▸ AUFGABE 1
Schreib die Einträge vom Anfang bis einschließlich der Zeile mit „330 196 L 412“ Wort für Wort ab. Lass die Bilder dabei weg.

▸ SEITENAUSZUG

Der mexikanische Komponist Arturo Fuentes hat gemeinsam mit dem österreichischen Choreografen Chris Haring und dem Künstler Günter Brus als Bühnenbildner ein Werk geschaffen, in dem mal die Bewegung den Takt vorgibt, mal der Takt der Musik die Bewegung. Als thematischer Bogen dienen fünf Essays des italienischen Dichters Italo Calvino über Leichtigkeit, Schnelligkeit, Genauigkeit, Anschaulichkeit und Vielschichtigkeit.
Innerhalb dieser fünf Szenen entspinnt sich ein gleichberechtigtes Wechselspiel zwischen den vier Musikern des Ensembles Phace und Harings dreiköpfiger Performancegruppe Liquid Loft. Während die Musiker nebst ihrer angestammten Instrumente Cello, Kontrabass, Perkussion und Saxofon auch Schreibmaschine oder Fahrrad zum Klangkörper umfunktionalisieren, nehmen die Tänzer die ihnen zugespielten Bälle auf.
Im poetischen Reigen mit Mikrofonen erzeugen die Performer Geräusche, während das Cello als Perkussionsinstrument von den Musikern gleichsam zweckentfremdet eingesetzt wird. Streckenweise imitieren die Instrumente die Stimmen der Tänzer, die wiederum die meist vorantreibenden Klänge ihrer Spielpartner in Körperbewegungen modulieren.
Alles ist Klang, alles Reaktion aufeinander, Interaktion miteinander, während vom Tonband Regen prasselt und Geräuschbilder evoziert werden, die an eine LP denken lassen, bei welcher der Greifarm ans Ende gelangt ist. Durch die Splittung in fünf thematische Blöcke entsteht kein monolithisches Werk, sondern ein stetig im Fluss befindlicher Abend der Gleichzeitigkeit von Verschiedenem – „ein performatives Konzert“, wie es Choreograph Chris Haring nennt.
der standard, 01.11.2012
„Die Zeit gehört totgeschlagen!“ / Helmut Ploebst
Es knattert im Tanzquartier: „Grace Note“ – eine vielschichtige Arbeit zur Zeit.

▸ AUFGABE 2
Nenne alle Themen der Essays von Italo Calvino, die laut der Besprechung den thematischen Bogen des Stücks bilden.

(Gespeicherte Einträge)
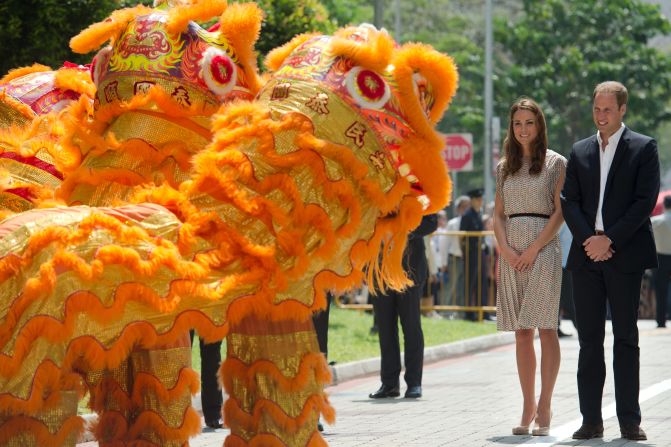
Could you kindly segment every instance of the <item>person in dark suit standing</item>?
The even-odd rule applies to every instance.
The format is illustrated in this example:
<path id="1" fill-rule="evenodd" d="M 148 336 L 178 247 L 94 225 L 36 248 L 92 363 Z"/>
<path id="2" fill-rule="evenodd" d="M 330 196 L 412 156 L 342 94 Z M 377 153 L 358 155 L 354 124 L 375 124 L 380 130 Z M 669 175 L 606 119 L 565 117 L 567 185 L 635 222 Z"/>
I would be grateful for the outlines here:
<path id="1" fill-rule="evenodd" d="M 482 214 L 480 213 L 482 209 L 482 195 L 484 191 L 480 189 L 474 189 L 467 193 L 468 197 L 471 198 L 471 207 L 466 210 L 463 216 L 461 216 L 461 223 L 459 224 L 460 231 L 483 231 L 485 225 L 482 221 Z M 482 238 L 476 236 L 464 237 L 462 240 L 462 253 L 464 254 L 464 276 L 467 284 L 467 293 L 466 293 L 466 306 L 477 306 L 478 305 L 478 277 L 480 277 L 481 290 L 480 293 L 482 297 L 487 296 L 485 290 L 486 281 L 482 282 L 483 275 L 485 275 L 484 269 L 484 255 L 482 252 Z M 480 268 L 478 268 L 480 267 Z M 478 275 L 480 272 L 480 275 Z M 466 319 L 475 321 L 477 320 L 476 313 L 473 311 L 466 312 Z"/>
<path id="2" fill-rule="evenodd" d="M 438 228 L 436 214 L 422 218 L 422 222 L 408 235 L 408 245 L 403 253 L 403 269 L 412 285 L 402 292 L 393 290 L 373 299 L 380 340 L 380 380 L 382 385 L 371 399 L 398 397 L 401 374 L 401 348 L 398 340 L 398 320 L 401 320 L 404 338 L 405 397 L 422 397 L 422 372 L 424 369 L 424 333 L 420 318 L 420 300 L 428 276 L 424 236 Z"/>
<path id="3" fill-rule="evenodd" d="M 623 124 L 626 110 L 624 85 L 608 81 L 596 86 L 592 115 L 598 132 L 573 145 L 561 197 L 573 234 L 567 269 L 573 276 L 580 341 L 583 424 L 573 439 L 603 436 L 606 303 L 613 325 L 620 432 L 625 439 L 647 439 L 640 428 L 637 320 L 643 271 L 657 266 L 649 216 L 659 193 L 659 158 L 653 138 Z"/>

▸ LÖSUNG 1
Could you kindly segment every instance of the <item>person in dark suit standing</item>?
The even-odd rule applies to every instance.
The format is illustrated in this example:
<path id="1" fill-rule="evenodd" d="M 148 336 L 178 247 L 94 225 L 36 248 L 92 363 Z"/>
<path id="2" fill-rule="evenodd" d="M 330 196 L 412 156 L 342 94 Z M 377 153 L 358 155 L 354 124 L 375 124 L 380 130 Z M 669 175 L 606 119 L 565 117 L 567 185 L 635 222 Z"/>

▸ LÖSUNG 2
Leichtigkeit, Schnelligkeit, Genauigkeit, Anschaulichkeit, Vielschichtigkeit